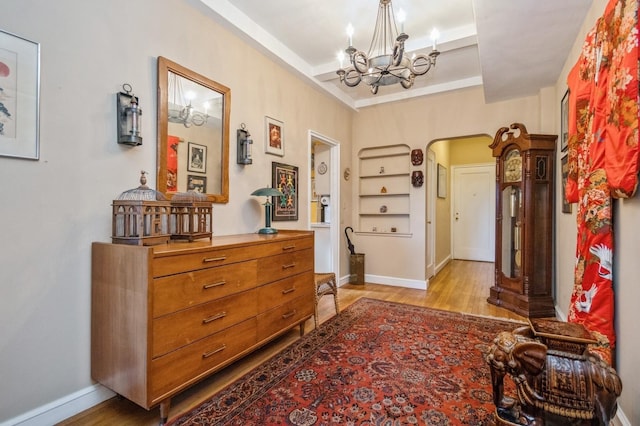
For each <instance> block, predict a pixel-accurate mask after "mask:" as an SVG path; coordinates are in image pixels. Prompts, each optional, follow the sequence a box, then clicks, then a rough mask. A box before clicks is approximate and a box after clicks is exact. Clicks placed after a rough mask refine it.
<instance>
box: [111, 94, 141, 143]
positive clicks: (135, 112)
mask: <svg viewBox="0 0 640 426" xmlns="http://www.w3.org/2000/svg"><path fill="white" fill-rule="evenodd" d="M122 89H123V90H124V92H120V93H118V94H117V95H116V97H117V101H118V105H117V107H118V112H117V116H118V143H122V144H125V145H132V146H137V145H142V136H140V124H141V123H140V116H142V110H141V109H140V107H139V106H138V98H137V97H136V96H135V95H134V94H133V93H132V88H131V85H130V84H129V83H125V84H123V85H122Z"/></svg>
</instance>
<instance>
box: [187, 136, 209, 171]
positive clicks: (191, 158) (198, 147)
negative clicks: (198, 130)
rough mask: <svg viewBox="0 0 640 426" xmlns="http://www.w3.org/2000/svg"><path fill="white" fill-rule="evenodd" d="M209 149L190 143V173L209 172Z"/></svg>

########################################

YOUR INSTRUCTIONS: Keep only those lines of the records that hold "instance", and return them.

SOLVED EXERCISE:
For each <instance> block, predict a pixel-accurate mask after "mask:" as an SVG path; coordinates are in image pixels. Prompts, each optional, follow the sequence a box, then clicks, then a rough mask. A box before clicks is approximate and a box after clicks is exact. Clicks placed after a rough mask refine it.
<instance>
</instance>
<instance>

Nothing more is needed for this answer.